The task >> Go through the records below and copy out every line that contains the word "cluster".

------------------------------------------------

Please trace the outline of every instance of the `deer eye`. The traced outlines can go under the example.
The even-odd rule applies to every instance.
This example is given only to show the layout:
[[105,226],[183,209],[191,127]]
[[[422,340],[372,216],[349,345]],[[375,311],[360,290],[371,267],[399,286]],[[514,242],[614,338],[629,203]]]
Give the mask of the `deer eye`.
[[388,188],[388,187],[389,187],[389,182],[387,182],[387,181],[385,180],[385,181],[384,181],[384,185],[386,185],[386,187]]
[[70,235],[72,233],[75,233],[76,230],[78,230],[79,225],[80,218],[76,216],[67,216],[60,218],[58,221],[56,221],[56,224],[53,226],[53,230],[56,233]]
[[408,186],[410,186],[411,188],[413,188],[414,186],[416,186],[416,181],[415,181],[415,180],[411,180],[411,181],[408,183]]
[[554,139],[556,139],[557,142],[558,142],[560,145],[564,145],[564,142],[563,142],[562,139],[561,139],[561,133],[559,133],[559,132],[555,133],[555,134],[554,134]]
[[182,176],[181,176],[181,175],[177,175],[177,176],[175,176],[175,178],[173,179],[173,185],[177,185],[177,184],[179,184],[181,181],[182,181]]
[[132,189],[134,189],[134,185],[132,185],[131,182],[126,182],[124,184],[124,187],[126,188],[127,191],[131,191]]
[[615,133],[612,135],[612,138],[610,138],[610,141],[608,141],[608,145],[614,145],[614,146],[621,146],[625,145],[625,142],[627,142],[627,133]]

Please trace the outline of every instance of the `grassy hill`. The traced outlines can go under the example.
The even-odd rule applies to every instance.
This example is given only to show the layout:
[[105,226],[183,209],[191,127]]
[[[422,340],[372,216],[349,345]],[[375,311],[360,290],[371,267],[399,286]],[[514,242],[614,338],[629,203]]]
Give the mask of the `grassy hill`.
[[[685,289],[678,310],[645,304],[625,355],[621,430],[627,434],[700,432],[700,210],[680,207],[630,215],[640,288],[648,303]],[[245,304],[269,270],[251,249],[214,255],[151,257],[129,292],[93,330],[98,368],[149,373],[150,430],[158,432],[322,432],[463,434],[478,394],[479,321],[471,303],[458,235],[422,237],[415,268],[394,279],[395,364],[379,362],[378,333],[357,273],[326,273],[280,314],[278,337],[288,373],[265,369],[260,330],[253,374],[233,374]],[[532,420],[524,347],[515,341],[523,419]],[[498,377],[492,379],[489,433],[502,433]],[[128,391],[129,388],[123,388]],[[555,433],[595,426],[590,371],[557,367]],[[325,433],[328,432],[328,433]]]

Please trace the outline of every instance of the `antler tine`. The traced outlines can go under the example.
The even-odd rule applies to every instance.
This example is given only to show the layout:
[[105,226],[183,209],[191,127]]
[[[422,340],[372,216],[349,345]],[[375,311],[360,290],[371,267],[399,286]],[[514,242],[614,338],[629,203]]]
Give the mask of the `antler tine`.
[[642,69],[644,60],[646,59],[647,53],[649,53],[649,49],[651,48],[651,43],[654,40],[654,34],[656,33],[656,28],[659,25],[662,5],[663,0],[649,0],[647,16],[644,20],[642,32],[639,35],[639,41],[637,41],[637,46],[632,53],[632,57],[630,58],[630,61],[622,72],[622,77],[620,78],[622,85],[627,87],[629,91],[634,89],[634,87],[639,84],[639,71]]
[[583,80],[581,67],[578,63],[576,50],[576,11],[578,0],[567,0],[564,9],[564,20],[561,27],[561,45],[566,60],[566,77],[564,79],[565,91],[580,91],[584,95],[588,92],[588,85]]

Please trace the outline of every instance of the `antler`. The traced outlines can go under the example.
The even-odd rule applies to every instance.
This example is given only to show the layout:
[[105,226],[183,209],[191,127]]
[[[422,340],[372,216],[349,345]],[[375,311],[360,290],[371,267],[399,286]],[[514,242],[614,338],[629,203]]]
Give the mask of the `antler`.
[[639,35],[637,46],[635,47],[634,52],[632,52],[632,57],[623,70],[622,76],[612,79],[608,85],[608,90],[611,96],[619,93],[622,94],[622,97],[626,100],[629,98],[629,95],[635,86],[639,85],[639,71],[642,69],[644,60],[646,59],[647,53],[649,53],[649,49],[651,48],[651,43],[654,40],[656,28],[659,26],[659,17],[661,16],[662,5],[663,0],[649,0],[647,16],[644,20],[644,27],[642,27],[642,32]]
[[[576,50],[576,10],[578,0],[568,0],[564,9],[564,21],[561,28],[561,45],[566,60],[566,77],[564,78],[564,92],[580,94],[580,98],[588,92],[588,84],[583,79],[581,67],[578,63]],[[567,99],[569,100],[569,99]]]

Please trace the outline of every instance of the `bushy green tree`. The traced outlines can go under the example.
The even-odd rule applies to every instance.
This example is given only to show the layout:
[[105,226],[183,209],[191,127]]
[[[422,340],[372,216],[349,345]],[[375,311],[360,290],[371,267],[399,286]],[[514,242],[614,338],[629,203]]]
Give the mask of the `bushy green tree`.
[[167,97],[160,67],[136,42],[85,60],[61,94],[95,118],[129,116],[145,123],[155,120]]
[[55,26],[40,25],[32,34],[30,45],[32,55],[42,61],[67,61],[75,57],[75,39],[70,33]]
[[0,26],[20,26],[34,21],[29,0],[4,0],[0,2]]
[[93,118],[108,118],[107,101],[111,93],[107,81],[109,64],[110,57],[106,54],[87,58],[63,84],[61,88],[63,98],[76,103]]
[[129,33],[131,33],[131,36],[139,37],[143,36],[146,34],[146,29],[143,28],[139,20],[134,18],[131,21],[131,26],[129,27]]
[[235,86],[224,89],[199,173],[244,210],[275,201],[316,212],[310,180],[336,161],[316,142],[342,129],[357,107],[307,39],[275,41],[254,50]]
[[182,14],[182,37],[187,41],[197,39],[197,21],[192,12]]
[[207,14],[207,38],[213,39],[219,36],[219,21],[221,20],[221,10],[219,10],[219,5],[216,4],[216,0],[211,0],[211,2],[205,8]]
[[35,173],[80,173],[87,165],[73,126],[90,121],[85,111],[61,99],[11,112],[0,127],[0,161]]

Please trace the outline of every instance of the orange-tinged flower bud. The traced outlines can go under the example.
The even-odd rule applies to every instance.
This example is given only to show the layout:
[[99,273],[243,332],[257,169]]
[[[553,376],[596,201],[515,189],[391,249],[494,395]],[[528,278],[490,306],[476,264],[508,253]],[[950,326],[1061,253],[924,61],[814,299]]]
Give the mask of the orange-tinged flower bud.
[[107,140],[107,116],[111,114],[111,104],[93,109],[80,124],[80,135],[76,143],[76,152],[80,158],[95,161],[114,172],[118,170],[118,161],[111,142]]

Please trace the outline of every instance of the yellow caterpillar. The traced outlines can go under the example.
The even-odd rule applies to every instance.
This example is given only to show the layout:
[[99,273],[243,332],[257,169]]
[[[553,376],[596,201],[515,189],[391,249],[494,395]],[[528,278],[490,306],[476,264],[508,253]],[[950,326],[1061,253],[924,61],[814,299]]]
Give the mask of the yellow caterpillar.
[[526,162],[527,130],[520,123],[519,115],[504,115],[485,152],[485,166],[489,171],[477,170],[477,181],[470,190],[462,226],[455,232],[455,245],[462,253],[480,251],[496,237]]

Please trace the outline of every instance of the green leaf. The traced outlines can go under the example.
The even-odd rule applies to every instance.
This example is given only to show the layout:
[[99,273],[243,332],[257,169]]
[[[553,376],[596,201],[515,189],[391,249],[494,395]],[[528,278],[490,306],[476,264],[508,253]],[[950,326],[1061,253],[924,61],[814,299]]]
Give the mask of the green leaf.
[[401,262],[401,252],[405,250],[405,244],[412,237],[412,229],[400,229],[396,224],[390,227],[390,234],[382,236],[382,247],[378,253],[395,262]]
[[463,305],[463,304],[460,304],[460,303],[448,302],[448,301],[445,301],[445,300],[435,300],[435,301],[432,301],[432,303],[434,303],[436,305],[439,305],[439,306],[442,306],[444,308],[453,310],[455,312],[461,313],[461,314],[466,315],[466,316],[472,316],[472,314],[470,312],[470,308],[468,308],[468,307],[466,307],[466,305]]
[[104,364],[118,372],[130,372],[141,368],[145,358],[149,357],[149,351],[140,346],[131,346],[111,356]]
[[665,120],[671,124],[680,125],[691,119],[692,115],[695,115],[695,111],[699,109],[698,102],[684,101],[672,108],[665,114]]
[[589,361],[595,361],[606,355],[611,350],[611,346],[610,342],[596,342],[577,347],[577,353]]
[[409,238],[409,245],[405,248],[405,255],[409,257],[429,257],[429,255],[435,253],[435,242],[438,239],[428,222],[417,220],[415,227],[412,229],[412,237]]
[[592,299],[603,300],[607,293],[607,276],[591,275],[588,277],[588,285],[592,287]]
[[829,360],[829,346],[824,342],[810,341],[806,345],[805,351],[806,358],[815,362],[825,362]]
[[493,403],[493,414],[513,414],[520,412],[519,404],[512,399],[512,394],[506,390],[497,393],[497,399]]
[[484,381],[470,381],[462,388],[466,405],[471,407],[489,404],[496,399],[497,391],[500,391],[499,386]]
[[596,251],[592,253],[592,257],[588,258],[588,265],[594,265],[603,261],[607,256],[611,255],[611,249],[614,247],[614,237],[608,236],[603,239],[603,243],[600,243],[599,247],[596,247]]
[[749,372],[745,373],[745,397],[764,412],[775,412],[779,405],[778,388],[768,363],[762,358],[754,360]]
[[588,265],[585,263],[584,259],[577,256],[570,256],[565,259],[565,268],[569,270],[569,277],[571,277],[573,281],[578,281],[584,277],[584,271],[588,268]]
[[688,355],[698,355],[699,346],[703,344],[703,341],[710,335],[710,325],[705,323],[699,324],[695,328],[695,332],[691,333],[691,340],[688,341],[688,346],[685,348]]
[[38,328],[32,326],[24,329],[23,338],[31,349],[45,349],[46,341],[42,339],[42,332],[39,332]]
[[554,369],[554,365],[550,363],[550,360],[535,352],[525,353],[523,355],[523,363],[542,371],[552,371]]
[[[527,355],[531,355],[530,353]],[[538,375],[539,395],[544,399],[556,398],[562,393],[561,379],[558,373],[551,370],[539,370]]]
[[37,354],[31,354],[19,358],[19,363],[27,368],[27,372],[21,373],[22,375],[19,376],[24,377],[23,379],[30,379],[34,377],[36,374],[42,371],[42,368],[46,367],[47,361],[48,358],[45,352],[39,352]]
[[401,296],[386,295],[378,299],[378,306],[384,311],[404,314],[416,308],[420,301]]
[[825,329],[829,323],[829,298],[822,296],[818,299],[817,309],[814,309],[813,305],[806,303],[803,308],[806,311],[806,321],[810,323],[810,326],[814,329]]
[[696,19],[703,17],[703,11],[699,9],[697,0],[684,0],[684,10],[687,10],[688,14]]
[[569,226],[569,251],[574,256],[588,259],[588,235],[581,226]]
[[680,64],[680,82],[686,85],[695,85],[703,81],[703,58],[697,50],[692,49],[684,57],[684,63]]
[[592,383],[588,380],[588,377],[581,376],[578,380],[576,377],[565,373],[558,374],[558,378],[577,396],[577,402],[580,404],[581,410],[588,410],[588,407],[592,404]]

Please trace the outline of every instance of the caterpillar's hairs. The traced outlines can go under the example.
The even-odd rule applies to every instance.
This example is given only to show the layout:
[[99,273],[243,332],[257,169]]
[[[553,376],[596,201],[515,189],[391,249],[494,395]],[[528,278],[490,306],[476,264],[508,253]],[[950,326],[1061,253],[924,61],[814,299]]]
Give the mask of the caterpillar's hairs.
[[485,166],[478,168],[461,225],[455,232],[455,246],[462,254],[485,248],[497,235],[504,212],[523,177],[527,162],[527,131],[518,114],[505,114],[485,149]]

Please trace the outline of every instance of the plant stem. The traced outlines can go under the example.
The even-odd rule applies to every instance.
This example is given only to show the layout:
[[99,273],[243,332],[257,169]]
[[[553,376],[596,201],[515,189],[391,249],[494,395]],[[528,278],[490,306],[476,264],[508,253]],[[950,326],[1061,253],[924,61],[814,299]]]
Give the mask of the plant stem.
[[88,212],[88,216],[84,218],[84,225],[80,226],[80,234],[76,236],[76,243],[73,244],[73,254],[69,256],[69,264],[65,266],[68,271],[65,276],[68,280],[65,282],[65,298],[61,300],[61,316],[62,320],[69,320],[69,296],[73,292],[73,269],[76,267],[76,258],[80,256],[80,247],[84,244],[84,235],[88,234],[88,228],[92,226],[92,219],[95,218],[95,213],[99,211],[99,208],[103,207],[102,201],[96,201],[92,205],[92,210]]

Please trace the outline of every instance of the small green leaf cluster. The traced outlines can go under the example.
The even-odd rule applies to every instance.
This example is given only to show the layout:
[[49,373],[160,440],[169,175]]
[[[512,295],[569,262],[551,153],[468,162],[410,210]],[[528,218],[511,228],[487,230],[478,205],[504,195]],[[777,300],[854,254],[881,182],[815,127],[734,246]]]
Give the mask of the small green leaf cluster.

------------------------------------------------

The completed task >>
Please trace the outline of every instance of the small green leaf cluster. The traced outlines can go under the example.
Give the mask of the small green leaf cluster.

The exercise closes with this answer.